=== Begin Enclosure ===

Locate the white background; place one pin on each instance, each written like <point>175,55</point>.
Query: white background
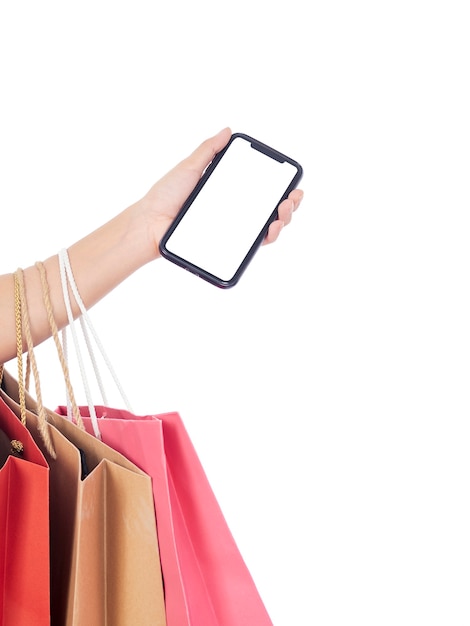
<point>328,393</point>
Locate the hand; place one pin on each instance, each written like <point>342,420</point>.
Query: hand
<point>163,201</point>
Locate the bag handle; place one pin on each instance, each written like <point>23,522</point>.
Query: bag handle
<point>23,329</point>
<point>68,280</point>
<point>55,335</point>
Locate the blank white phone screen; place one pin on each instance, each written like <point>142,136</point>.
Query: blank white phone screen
<point>234,205</point>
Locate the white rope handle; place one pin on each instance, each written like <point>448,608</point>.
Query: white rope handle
<point>67,278</point>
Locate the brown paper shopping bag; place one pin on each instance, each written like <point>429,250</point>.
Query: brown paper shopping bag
<point>105,562</point>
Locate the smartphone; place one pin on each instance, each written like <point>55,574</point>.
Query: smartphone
<point>225,219</point>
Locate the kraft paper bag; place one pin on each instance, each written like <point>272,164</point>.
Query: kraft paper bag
<point>207,582</point>
<point>105,558</point>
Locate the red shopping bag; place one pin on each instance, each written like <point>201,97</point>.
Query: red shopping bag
<point>206,580</point>
<point>24,527</point>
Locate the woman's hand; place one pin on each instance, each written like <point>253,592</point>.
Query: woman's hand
<point>161,204</point>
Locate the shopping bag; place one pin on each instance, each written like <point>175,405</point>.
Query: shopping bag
<point>105,561</point>
<point>207,582</point>
<point>24,525</point>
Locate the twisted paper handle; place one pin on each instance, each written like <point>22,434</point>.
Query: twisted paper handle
<point>55,334</point>
<point>23,330</point>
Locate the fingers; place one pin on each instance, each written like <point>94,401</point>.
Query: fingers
<point>203,155</point>
<point>285,211</point>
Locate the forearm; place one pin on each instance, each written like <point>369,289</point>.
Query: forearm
<point>100,261</point>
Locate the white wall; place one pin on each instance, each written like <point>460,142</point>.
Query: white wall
<point>327,394</point>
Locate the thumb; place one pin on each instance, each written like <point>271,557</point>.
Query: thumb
<point>203,155</point>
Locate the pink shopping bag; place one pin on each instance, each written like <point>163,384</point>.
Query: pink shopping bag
<point>206,580</point>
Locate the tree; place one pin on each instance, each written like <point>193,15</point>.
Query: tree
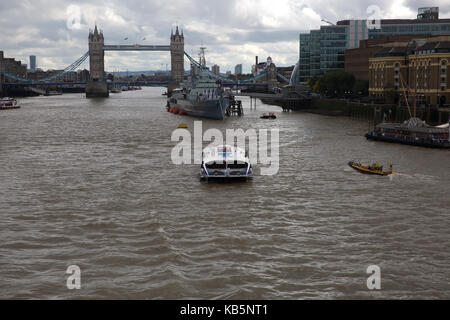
<point>336,84</point>
<point>312,82</point>
<point>361,88</point>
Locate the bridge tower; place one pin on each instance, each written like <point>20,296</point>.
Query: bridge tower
<point>96,86</point>
<point>1,73</point>
<point>177,59</point>
<point>271,75</point>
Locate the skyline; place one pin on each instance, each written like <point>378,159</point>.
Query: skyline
<point>234,32</point>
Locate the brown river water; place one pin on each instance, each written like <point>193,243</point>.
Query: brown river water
<point>91,183</point>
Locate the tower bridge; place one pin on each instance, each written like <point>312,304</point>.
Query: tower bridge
<point>97,86</point>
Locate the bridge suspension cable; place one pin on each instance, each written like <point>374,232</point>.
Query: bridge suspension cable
<point>58,75</point>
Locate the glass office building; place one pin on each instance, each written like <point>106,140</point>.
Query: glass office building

=== End Enclosure ===

▶ _YOUR ASSIGNMENT_
Your answer must be one number: the count of lines in the entries that contain the string "glass".

▶ _COMPLETED TASK_
2